◆ **Set problem**
From the entries below, copy every line that contains the string "ground", treating uppercase and lowercase letters as different.

◆ **Dataset records**
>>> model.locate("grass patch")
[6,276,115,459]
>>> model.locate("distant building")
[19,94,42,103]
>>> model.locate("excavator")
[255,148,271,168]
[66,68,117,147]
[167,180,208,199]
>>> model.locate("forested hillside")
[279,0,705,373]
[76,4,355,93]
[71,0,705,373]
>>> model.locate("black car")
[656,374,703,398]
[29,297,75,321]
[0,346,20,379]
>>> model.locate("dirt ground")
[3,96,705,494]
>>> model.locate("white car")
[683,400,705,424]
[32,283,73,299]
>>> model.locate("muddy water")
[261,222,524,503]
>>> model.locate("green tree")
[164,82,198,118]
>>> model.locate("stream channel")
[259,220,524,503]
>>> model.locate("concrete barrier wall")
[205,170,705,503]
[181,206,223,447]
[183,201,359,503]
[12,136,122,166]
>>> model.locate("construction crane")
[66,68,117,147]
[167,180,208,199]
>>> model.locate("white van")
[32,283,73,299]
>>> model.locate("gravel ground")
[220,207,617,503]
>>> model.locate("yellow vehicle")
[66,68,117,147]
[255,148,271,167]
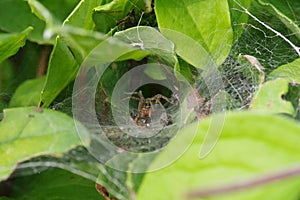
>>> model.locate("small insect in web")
[130,90,178,127]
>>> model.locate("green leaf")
[114,26,178,66]
[258,0,300,39]
[249,79,295,115]
[0,0,47,43]
[64,0,102,30]
[155,0,233,68]
[0,27,33,63]
[228,0,252,41]
[137,112,300,200]
[4,169,103,200]
[0,107,88,180]
[9,76,46,107]
[41,37,79,107]
[269,58,300,83]
[94,0,141,33]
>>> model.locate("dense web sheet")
[4,0,300,198]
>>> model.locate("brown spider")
[130,90,177,127]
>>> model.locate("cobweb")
[8,1,300,198]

◆ **Written reply**
>>> model.locate("dirt ground")
>>> model.locate("gravel ground")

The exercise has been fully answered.